WHAT NEEDS TO BE DONE: From the line with "Mark one point on every instance of the solar" to the line with "Mark one point on every instance of the umbrella", retype every line exactly, including those two, and leave out the rest of the data below.

SUPPLIED RECORDS:

———

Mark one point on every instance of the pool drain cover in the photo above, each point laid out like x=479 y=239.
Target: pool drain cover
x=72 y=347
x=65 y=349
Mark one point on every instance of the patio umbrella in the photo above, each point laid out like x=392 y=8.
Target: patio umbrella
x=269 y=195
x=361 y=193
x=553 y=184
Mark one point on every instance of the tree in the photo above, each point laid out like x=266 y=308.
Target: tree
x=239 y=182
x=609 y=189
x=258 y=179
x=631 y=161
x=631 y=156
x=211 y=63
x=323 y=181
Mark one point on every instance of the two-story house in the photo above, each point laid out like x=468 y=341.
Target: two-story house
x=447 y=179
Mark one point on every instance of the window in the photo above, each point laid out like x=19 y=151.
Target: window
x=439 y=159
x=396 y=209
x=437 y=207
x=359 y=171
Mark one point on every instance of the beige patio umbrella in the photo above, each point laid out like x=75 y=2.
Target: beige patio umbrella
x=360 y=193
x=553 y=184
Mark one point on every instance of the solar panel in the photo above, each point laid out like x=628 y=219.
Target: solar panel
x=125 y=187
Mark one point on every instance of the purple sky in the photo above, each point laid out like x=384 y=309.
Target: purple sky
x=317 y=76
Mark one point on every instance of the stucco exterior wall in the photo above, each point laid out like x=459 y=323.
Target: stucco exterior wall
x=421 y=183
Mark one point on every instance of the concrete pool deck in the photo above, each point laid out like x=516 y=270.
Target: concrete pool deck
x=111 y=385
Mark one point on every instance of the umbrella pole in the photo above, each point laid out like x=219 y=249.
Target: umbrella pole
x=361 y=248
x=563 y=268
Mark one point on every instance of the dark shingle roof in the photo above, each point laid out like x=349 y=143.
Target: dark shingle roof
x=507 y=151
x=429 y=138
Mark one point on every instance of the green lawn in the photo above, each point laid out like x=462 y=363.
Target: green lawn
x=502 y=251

———

PROBLEM SOLUTION:
Mark one point on every instance of the solar panel in the photo above, each point laid out like x=628 y=219.
Target: solar panel
x=125 y=187
Mark one point on every instance of the purple sky in the photo above, each point laid out like x=384 y=309.
Target: purple sky
x=317 y=76
Mark one point on every instance of the stucco exterior wall in the photo above, each point laid out like x=459 y=323.
Target: stucco exterior wall
x=421 y=183
Mark one point on every instance of the concrete pool deck in the photo above, each point laid out like x=516 y=270.
Target: concrete pool deck
x=111 y=385
Mark one point on every instance of the umbrella pole in the photo above, each point laid out like x=219 y=249.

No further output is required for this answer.